__What this task involves__:
Reproduce only the lines from the one containing "Where can you find the black police" through the end of the entries, requests included. Add -50 to every coordinate value in the answers.
***** Task data *****
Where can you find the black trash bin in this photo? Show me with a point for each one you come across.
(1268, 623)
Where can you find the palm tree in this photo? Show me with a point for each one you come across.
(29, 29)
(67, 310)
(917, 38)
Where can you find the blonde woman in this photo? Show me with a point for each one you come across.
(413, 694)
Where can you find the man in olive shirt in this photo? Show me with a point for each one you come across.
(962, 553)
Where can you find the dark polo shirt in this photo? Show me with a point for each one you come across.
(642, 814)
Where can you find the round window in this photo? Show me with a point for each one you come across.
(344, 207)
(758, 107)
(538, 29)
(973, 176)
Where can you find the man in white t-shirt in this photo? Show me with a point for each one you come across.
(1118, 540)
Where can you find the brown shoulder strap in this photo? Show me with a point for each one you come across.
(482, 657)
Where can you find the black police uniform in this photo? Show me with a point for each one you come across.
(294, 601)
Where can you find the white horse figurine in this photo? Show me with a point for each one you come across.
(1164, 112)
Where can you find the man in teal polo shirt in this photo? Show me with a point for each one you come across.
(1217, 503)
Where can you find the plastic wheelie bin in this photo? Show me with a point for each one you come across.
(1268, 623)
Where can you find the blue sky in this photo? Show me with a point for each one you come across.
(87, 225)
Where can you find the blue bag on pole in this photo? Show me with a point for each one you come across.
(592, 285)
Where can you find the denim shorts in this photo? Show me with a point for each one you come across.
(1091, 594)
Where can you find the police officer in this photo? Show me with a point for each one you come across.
*****
__Result of the exercise__:
Where can you find the black police uniform in this photo? Show me with a point for each one you come across.
(244, 551)
Where can you find the white horse figurine in this photo? Show me with a point for each one you come across.
(1114, 62)
Where can you find the man in teal polo shirt in this photo? Show me with a point for each one you come across.
(1167, 453)
Where can you find the plastic wheelie bin in this photo? Show me with a point for each one you come across.
(1218, 573)
Where can you find the blue sky in this photo? Show me with a point for each one you come across.
(37, 175)
Where can you find the blue bag on pole in this photo? Show me with a point for each one you come across.
(542, 235)
Where can you find the denim shorts in this photo? Show me with a point for each one you come across.
(1041, 544)
Where can you find the police officer in this photo? Show me with a point for each one you come across.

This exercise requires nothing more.